### Текст для чтения
Артём Дериглазов

Шесть лет в ожидании окончательного приговора сидит в СИЗО за перестрелку с милицией, в результате которой один из милиционеров погиб. В 2012 году его приговорили к пожизненному заключению, защита добивалась смягчения приговора. В 2015 году суд смягчил наказание до 15 лет лишения свободы, но стороны обжаловали приговор.

Артем Дериглазов ведёт свой блог на интернет-ресурсе одноименного еженедельника «Левый берег». По данным за 2015 год средняя ежемесячная аудитория сайта составляет 2 500 000 человек.

Публикации из блога героя:

Как встречает СИЗО

Восприятие времени в тюрьме странным образом в тюрьме деформируется. Иногда кажется, что это было вчера, а на самом деле — 6 лет назад. Бывает события и лица стираются, на их месте остаётся лишь белесая пустота. Но есть те, которые не забыть никогда. Первый день в сизо несомненно среди них.

### Материалы для разбора

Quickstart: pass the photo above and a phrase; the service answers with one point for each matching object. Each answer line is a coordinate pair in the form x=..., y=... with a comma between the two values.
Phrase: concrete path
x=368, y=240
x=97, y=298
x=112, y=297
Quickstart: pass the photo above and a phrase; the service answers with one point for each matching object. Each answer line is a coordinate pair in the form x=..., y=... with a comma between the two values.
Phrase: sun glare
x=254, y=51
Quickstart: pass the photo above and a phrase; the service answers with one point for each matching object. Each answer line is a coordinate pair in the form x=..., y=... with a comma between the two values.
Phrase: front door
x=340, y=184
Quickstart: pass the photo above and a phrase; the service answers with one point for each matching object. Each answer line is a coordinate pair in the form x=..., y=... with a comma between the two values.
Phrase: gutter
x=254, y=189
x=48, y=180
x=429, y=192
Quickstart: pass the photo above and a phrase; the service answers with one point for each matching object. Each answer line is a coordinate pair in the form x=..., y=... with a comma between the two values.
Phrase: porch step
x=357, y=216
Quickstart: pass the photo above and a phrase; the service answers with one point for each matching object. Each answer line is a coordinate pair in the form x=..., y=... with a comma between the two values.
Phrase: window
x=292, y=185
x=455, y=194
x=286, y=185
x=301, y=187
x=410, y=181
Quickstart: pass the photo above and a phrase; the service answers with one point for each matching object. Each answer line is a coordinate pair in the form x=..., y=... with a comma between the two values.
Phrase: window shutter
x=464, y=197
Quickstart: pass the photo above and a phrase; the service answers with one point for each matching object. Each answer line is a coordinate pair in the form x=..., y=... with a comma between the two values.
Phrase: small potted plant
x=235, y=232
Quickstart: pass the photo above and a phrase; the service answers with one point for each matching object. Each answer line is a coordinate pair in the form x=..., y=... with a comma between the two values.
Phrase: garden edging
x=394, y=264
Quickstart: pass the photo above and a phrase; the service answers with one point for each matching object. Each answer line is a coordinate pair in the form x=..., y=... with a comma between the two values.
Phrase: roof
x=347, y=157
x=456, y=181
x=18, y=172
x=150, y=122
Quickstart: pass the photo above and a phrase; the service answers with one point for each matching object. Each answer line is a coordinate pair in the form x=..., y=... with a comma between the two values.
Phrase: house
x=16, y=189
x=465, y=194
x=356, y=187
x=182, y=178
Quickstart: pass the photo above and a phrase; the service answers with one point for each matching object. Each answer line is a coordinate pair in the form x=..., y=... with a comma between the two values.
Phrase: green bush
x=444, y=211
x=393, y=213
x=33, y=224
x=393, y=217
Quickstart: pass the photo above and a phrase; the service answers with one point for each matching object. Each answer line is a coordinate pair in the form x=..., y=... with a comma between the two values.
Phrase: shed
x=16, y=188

### Вопросы и задания
1. Перепечатайте из текста об Артёме Дериглазове фрагмент от слов «Артём Дериглазов» до слов «несомненно среди них.» включительно.
2. Ответьте по тексту об Артёме Дериглазове на вопросы:
(а) До какого срока суд смягчил наказание в 2015 году?
(б) На интернет-ресурсе какого еженедельника ведётся блог?
(в) Какой день назван среди тех, которые не забыть никогда?
Записи взяты из другого источника и с текстом об Артёме Дериглазове не связаны.

### Ответы к заданиям
1.
Артём Дериглазов

Шесть лет в ожидании окончательного приговора сидит в СИЗО за перестрелку с милицией, в результате которой один из милиционеров погиб. В 2012 году его приговорили к пожизненному заключению, защита добивалась смягчения приговора. В 2015 году суд смягчил наказание до 15 лет лишения свободы, но стороны обжаловали приговор.

Артем Дериглазов ведёт свой блог на интернет-ресурсе одноименного еженедельника «Левый берег». По данным за 2015 год средняя ежемесячная аудитория сайта составляет 2 500 000 человек.

Публикации из блога героя:

Как встречает СИЗО

Восприятие времени в тюрьме странным образом в тюрьме деформируется. Иногда кажется, что это было вчера, а на самом деле — 6 лет назад. Бывает события и лица стираются, на их месте остаётся лишь белесая пустота. Но есть те, которые не забыть никогда. Первый день в сизо несомненно среди них.

2.
(а) До 15 лет лишения свободы.
(б) Еженедельника «Левый берег».
(в) Первый день в СИЗО.